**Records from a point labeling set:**
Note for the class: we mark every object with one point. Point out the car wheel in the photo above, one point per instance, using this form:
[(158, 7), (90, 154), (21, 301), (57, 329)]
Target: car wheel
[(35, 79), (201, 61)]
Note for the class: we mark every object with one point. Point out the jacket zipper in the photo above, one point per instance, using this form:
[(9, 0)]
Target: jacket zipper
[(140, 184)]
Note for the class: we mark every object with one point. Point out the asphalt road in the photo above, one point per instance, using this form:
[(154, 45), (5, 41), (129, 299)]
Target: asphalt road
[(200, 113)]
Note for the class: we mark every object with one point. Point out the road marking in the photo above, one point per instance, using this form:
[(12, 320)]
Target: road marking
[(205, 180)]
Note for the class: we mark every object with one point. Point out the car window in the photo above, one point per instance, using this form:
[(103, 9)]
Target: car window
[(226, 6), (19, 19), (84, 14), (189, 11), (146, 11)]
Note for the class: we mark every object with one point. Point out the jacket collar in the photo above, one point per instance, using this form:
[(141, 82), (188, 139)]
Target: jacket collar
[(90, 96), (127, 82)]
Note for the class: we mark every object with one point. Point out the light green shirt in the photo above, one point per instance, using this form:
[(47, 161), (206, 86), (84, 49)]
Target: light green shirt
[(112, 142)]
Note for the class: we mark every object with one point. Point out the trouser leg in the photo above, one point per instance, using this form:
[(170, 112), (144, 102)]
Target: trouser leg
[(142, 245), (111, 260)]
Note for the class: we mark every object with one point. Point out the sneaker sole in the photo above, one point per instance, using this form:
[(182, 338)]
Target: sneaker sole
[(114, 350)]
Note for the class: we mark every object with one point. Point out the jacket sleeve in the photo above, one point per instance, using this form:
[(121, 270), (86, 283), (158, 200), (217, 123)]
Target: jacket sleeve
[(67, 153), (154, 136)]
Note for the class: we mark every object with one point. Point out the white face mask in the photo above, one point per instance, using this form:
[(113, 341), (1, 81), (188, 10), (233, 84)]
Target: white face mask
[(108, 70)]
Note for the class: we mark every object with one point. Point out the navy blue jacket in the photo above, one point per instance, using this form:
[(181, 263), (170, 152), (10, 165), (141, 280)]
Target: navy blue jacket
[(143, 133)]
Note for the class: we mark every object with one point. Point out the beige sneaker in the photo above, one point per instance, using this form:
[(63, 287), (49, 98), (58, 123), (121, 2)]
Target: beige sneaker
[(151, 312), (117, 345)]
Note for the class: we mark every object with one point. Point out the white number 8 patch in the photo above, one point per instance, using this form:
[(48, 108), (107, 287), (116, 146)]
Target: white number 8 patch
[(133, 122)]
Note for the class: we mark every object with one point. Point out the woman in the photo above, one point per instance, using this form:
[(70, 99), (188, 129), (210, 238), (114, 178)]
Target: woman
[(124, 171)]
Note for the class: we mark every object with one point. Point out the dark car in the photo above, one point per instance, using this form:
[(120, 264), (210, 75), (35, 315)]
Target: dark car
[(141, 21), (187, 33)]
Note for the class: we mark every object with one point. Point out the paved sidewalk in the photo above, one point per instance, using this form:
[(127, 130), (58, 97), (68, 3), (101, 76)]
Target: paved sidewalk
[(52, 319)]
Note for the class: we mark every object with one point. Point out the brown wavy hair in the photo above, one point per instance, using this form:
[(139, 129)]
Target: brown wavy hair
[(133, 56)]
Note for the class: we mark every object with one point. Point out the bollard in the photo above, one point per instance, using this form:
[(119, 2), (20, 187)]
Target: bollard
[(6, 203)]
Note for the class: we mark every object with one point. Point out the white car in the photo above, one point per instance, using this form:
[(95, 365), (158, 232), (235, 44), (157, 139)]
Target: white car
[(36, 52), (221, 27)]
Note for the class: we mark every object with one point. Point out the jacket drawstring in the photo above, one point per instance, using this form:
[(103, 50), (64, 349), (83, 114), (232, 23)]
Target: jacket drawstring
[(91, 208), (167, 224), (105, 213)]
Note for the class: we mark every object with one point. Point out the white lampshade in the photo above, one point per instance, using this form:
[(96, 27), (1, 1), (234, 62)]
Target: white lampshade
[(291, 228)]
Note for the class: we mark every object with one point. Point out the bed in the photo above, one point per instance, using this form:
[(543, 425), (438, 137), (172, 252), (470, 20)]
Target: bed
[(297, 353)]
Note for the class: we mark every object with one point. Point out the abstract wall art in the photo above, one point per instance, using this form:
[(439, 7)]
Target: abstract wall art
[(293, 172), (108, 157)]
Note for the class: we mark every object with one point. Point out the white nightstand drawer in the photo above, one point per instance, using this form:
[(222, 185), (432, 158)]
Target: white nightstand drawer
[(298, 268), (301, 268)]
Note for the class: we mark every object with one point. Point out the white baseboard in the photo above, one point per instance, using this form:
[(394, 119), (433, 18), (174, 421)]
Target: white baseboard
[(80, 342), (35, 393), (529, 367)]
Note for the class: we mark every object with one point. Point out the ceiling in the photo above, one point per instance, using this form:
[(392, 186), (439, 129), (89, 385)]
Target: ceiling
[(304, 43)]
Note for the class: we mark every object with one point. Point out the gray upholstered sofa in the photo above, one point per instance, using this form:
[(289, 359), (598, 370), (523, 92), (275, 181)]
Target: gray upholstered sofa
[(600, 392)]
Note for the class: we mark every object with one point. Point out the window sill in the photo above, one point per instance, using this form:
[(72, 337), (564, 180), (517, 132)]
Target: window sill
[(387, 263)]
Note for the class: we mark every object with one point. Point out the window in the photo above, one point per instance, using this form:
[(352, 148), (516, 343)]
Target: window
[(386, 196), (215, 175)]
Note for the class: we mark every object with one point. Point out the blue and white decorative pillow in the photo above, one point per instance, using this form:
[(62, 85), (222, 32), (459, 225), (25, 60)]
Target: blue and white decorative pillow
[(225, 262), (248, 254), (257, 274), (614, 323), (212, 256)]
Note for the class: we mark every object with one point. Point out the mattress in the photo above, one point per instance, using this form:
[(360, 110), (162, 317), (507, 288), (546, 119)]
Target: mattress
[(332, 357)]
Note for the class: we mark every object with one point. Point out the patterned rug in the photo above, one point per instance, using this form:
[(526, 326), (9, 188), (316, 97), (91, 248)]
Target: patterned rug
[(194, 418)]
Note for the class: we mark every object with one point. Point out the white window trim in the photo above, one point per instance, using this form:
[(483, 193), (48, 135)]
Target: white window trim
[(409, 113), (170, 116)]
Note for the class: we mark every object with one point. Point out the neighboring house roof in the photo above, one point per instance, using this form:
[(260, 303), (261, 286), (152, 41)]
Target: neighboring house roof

**PROBLEM STATEMENT:**
Pull out the rows from the line with "the jacket drawstring" up to and including the line with "[(387, 263)]", and copy those lines word for word.

**SOLUTION FOR THIS PROBLEM:**
Note for the class: we mark every object with one point. Point out the jacket drawstring in the photo above, one point per instance, using this form:
[(103, 50), (64, 349), (83, 114), (232, 23)]
Target: jacket drawstring
[(91, 208), (167, 224), (105, 213)]
Note for the class: we mark every object with one point. Point out the white lampshade in the photo above, one point per instance, using this form:
[(96, 27), (1, 1), (234, 62)]
Target: white lampshade
[(291, 228)]
Note for the class: we mark every object with one point. Point out the bed in the photo above, one point per instance, using this form:
[(543, 425), (438, 137), (172, 252), (470, 20)]
Target: bed
[(297, 353)]
Note for the class: we mark every object with one point. Point out the abstract wall art in the photo above, one point per instance, using this form:
[(439, 7)]
Target: abstract wall art
[(293, 172), (108, 157)]
Note for the class: we mark every object with one point. Point out the white nightstand drawer in the photo above, one point per instance, using this form:
[(222, 185), (432, 158)]
Target: white nightstand drawer
[(298, 268), (301, 268)]
Note for the class: we mark every object with one point. Point out the white baseboard in the photo above, one point per instance, using this form:
[(394, 119), (433, 18), (174, 421)]
Target: white baseboard
[(80, 342), (35, 393), (529, 367)]
Note for the class: we mark every object with one point. Point out the ceiling in the photo above, one point per instance, using this form:
[(392, 186), (439, 129), (89, 385)]
Target: ceiling
[(304, 43)]
Note for the class: we mark every object with one point. Point out the gray upholstered sofa in the photo above, one point per instance, using this form:
[(289, 359), (598, 370), (523, 92), (275, 181)]
Target: gray upholstered sofa
[(600, 392)]
Note for the class: we mark every object with one point. Point out the window sill in the photo above, one point per instance, using this form:
[(72, 337), (564, 180), (517, 132)]
Target: window sill
[(387, 263)]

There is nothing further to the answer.